■ **Directions**
Write out all of the data below again, substituting "Goal" for "Objective" wherever it appears and keeping everything else unchanged. Don't include the pictures in your answer.

■ **Supplied records**
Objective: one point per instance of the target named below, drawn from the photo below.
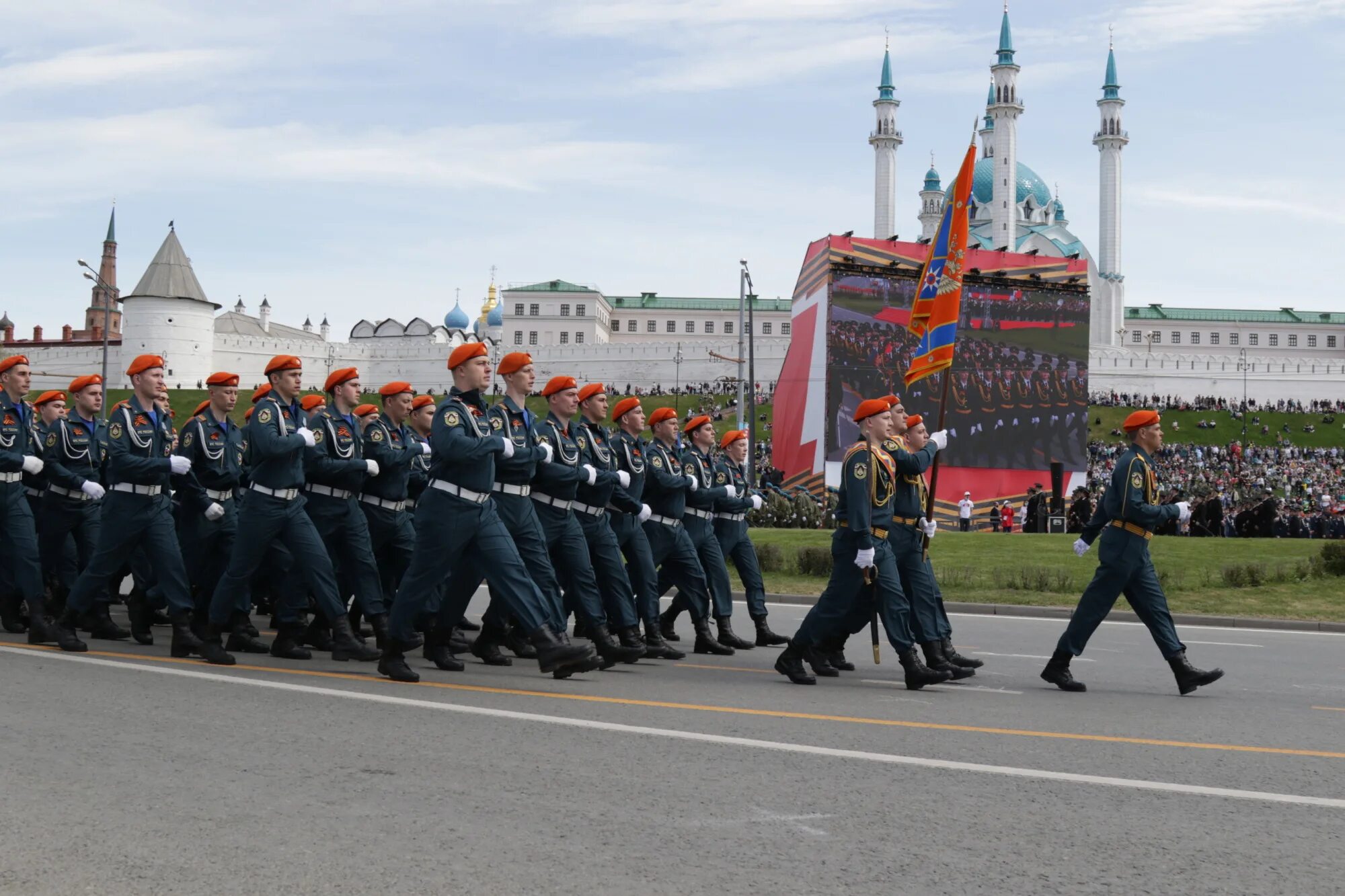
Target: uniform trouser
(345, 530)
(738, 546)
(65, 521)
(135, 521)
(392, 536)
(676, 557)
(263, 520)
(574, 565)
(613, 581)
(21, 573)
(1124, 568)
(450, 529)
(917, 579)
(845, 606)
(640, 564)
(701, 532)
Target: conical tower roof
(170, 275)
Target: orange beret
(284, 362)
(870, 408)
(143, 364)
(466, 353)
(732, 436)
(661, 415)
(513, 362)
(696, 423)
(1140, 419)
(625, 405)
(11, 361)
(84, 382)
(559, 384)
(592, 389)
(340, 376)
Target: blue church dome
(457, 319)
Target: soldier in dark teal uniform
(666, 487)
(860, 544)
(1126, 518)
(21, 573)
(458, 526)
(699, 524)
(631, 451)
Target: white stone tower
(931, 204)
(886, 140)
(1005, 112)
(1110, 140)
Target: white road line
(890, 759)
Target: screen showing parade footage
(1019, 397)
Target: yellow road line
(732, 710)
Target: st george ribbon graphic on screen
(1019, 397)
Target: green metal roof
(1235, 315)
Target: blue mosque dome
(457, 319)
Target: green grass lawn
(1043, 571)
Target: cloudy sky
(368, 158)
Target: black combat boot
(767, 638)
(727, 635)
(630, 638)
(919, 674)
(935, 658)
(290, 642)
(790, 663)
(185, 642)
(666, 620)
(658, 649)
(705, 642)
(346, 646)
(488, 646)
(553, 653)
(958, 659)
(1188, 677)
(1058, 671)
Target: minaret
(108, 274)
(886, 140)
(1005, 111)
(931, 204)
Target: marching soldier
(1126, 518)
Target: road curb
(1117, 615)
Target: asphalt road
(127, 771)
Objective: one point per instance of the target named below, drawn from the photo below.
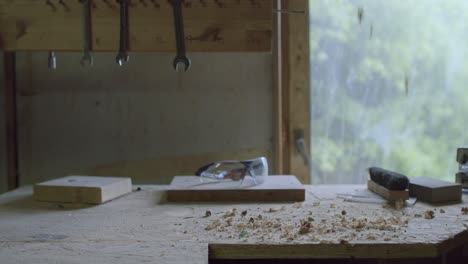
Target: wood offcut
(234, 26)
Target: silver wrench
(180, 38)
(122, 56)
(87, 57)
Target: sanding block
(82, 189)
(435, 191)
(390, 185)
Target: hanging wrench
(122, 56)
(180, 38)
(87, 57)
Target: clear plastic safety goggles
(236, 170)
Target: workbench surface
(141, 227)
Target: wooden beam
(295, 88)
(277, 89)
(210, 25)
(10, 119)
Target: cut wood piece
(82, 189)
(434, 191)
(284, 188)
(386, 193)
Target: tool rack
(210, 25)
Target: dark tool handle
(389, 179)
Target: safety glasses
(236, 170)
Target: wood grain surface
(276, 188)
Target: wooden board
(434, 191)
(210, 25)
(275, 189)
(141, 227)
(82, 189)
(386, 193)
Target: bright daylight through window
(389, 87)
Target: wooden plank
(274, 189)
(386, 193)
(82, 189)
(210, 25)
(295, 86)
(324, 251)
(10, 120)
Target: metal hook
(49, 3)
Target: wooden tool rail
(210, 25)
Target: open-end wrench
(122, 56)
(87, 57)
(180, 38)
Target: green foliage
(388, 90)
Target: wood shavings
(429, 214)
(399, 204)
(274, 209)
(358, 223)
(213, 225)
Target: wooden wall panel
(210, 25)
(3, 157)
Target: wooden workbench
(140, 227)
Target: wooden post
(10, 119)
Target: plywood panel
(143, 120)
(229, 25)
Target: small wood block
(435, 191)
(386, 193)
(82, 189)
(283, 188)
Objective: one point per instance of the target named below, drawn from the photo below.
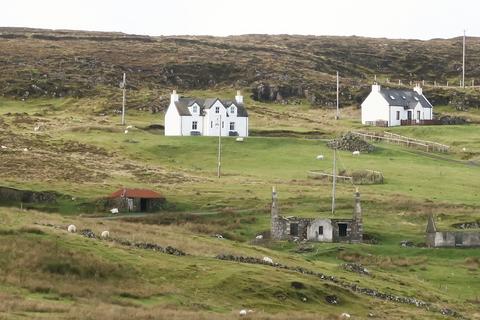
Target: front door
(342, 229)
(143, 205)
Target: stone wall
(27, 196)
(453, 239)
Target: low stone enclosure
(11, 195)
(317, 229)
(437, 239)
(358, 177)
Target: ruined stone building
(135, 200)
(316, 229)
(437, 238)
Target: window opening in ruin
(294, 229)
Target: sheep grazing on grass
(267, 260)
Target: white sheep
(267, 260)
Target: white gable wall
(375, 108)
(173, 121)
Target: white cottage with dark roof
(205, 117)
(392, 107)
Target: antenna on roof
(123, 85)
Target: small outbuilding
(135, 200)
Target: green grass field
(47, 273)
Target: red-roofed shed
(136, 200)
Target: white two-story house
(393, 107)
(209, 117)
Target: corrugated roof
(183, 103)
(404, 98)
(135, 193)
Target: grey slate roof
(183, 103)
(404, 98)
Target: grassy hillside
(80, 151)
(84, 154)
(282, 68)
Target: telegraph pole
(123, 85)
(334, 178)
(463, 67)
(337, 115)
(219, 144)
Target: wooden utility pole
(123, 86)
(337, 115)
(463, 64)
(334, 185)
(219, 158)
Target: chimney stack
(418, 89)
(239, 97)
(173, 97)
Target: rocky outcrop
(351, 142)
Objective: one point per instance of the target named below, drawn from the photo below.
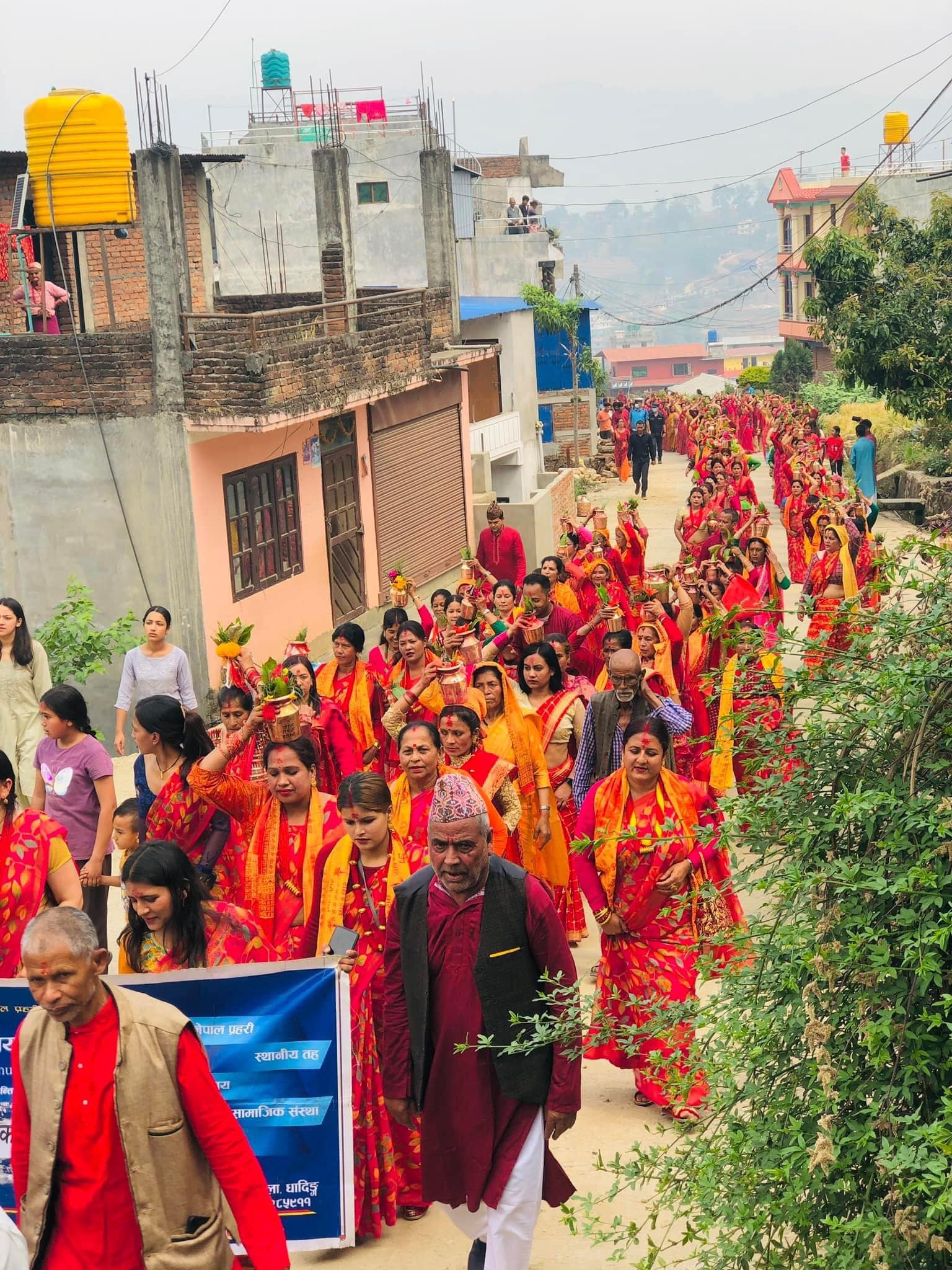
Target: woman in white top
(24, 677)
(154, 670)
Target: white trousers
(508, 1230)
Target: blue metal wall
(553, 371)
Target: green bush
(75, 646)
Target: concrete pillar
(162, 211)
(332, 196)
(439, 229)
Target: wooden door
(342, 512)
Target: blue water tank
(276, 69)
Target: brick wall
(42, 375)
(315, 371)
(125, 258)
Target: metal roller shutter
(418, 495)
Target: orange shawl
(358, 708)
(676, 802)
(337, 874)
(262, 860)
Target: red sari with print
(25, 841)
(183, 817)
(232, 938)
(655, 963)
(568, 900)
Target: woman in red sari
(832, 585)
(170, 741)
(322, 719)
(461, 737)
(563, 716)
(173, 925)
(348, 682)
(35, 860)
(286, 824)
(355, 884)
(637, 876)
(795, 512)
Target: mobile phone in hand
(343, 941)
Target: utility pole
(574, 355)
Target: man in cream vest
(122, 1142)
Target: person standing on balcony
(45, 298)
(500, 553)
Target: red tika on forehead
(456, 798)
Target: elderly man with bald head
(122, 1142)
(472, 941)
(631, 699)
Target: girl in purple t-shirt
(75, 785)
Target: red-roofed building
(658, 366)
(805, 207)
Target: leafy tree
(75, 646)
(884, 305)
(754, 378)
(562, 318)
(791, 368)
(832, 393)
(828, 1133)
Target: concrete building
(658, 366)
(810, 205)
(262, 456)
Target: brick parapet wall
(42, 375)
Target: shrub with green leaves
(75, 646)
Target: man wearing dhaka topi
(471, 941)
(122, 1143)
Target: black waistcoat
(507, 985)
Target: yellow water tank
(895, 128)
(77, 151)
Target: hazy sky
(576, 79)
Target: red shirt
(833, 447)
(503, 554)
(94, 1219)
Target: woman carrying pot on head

■ **Answer for the task**
Goal: one point per instance of the target named below, drawn from the photo below.
Target: uniform trouser
(345, 530)
(738, 546)
(65, 521)
(135, 521)
(392, 536)
(676, 557)
(263, 520)
(574, 565)
(613, 581)
(21, 573)
(1124, 568)
(450, 529)
(917, 579)
(845, 606)
(640, 564)
(701, 532)
Target: conical tower roof
(170, 275)
Target: orange beret
(284, 362)
(870, 408)
(143, 364)
(466, 353)
(732, 436)
(661, 415)
(513, 362)
(696, 423)
(1140, 419)
(625, 405)
(11, 361)
(84, 382)
(559, 384)
(592, 389)
(340, 376)
Target: blue church dome
(457, 319)
Target: soldier in dark teal uniform
(666, 487)
(860, 544)
(1126, 518)
(21, 573)
(458, 526)
(699, 524)
(631, 451)
Target: white stone tower
(931, 204)
(886, 140)
(1005, 112)
(1110, 140)
Target: white road line
(890, 759)
Target: screen showing parade footage
(1019, 397)
Target: yellow road line
(732, 710)
Target: st george ribbon graphic on screen
(1019, 397)
Target: green metal roof
(1235, 315)
Target: blue mosque dome
(457, 319)
Target: green grass lawn
(1043, 571)
Target: cloudy sky
(368, 158)
Target: black combat boot
(767, 638)
(727, 635)
(630, 638)
(919, 674)
(935, 658)
(290, 642)
(790, 663)
(185, 642)
(666, 620)
(658, 649)
(705, 642)
(346, 646)
(488, 646)
(553, 653)
(958, 659)
(1188, 677)
(1058, 671)
Target: minaret
(108, 274)
(886, 140)
(1005, 111)
(931, 204)
Target: marching soldier
(1126, 518)
Target: road curb
(1117, 615)
Target: asphalt road
(127, 771)
Goal: one point per instance of the target named below, drawn from the photo below.
Target: wood offcut
(234, 26)
Target: silver wrench
(180, 38)
(122, 56)
(87, 57)
Target: sanding block
(82, 189)
(435, 191)
(390, 185)
Target: hanging wrench
(122, 56)
(180, 38)
(87, 57)
Target: clear plastic safety goggles
(236, 170)
Target: workbench surface
(141, 227)
Target: wooden beam
(295, 88)
(277, 89)
(210, 25)
(10, 119)
Target: cut wood piece
(82, 189)
(434, 191)
(284, 188)
(386, 193)
Target: tool rack
(210, 25)
Target: dark tool handle
(389, 179)
Target: safety glasses
(236, 170)
Target: wood grain surface
(276, 188)
Target: wooden board
(434, 191)
(210, 25)
(275, 189)
(141, 227)
(82, 189)
(386, 193)
Target: bright daylight through window
(389, 87)
Target: wooden plank
(274, 189)
(386, 193)
(82, 189)
(210, 25)
(295, 86)
(324, 251)
(10, 120)
Target: metal hook
(49, 3)
Target: wooden tool rail
(210, 25)
Target: open-end wrench
(122, 56)
(87, 57)
(180, 38)
Target: green foliage
(388, 90)
Target: wood shavings
(429, 214)
(399, 204)
(274, 209)
(358, 223)
(213, 225)
Target: wooden wall panel
(210, 25)
(3, 157)
Target: wooden workbench
(140, 227)
Target: wooden post
(10, 119)
Target: plywood panel
(143, 120)
(229, 25)
Target: small wood block
(435, 191)
(386, 193)
(82, 189)
(283, 188)
Goal: one point per instance of the target named below, drawn from the photo below.
Target: front door
(342, 229)
(143, 205)
Target: stone wall
(27, 196)
(453, 239)
Target: low stone enclosure
(11, 195)
(317, 229)
(437, 239)
(358, 177)
Target: ruined stone building
(135, 200)
(316, 229)
(437, 238)
Target: window opening in ruin
(294, 229)
Target: sheep grazing on grass
(267, 260)
Target: white sheep
(267, 260)
Target: white gable wall
(375, 108)
(173, 121)
Target: white cottage with dark roof
(205, 117)
(392, 107)
Target: antenna on roof
(123, 85)
Target: small outbuilding
(135, 200)
Target: green grass field
(47, 273)
Target: red-roofed shed
(136, 200)
Target: white two-story house
(393, 107)
(209, 117)
Target: corrugated roof
(183, 103)
(404, 98)
(135, 193)
Target: grey slate roof
(183, 103)
(404, 98)
Target: grassy hillside
(80, 151)
(84, 154)
(282, 68)
Target: telegraph pole
(123, 85)
(334, 178)
(463, 67)
(337, 115)
(219, 144)
Target: wooden utility pole
(123, 86)
(337, 115)
(463, 64)
(334, 185)
(219, 158)
Target: chimney stack
(418, 89)
(239, 97)
(173, 97)
Target: rocky outcrop
(351, 142)
Goal: one point per instance of the target named below, drawn from the photo below.
Target: woman in white top
(24, 677)
(154, 670)
Target: white trousers
(508, 1230)
Target: blue metal wall
(553, 371)
Target: green bush
(75, 646)
Target: concrete pillar
(162, 211)
(332, 196)
(439, 229)
Target: wooden door
(342, 512)
Target: blue water tank
(276, 69)
Target: brick wall
(42, 375)
(315, 371)
(125, 258)
Target: metal roller shutter
(418, 495)
Target: orange shawl
(358, 708)
(676, 802)
(337, 874)
(262, 860)
Target: red sari with print
(25, 841)
(183, 817)
(232, 938)
(655, 963)
(568, 900)
Target: woman in red sari
(832, 585)
(170, 741)
(322, 719)
(461, 737)
(563, 716)
(173, 925)
(348, 682)
(35, 860)
(286, 824)
(355, 884)
(637, 876)
(795, 512)
Target: mobile phone in hand
(343, 941)
Target: utility pole
(574, 355)
Target: man in cream vest
(122, 1142)
Target: person standing on balcony
(45, 298)
(500, 553)
Target: red tika on forehead
(456, 798)
Target: elderly man with bald head
(122, 1142)
(472, 941)
(631, 699)
Target: girl in purple t-shirt
(75, 785)
Target: red-roofed building
(658, 366)
(805, 207)
Target: leafy tree
(75, 646)
(884, 305)
(754, 378)
(562, 318)
(791, 368)
(832, 393)
(828, 1133)
Target: concrete building
(658, 366)
(810, 205)
(262, 456)
Target: brick parapet wall
(42, 375)
Target: shrub with green leaves
(75, 646)
Target: man wearing dhaka topi
(471, 941)
(122, 1143)
Target: black waistcoat
(507, 985)
Target: yellow water tank
(895, 128)
(77, 151)
Target: hazy sky
(576, 79)
Target: red shirt
(833, 447)
(503, 554)
(94, 1219)
Target: woman carrying pot on head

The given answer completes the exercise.